▶ [Required work]: Copy the lines below verbatim, starting at the first line and ending at the line that contains "pixel 78 98", both included.

>> START

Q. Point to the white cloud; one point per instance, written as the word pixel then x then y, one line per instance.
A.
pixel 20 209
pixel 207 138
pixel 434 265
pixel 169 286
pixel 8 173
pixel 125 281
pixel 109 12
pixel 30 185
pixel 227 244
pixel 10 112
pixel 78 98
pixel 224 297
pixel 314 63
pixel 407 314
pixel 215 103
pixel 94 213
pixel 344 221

>> END

▶ [Written answer]:
Q. Point to the white cloud; one point per instance, written as the word pixel then x then y, one line per instance.
A.
pixel 20 209
pixel 207 138
pixel 434 265
pixel 169 286
pixel 8 173
pixel 125 281
pixel 109 12
pixel 30 185
pixel 227 244
pixel 10 112
pixel 78 98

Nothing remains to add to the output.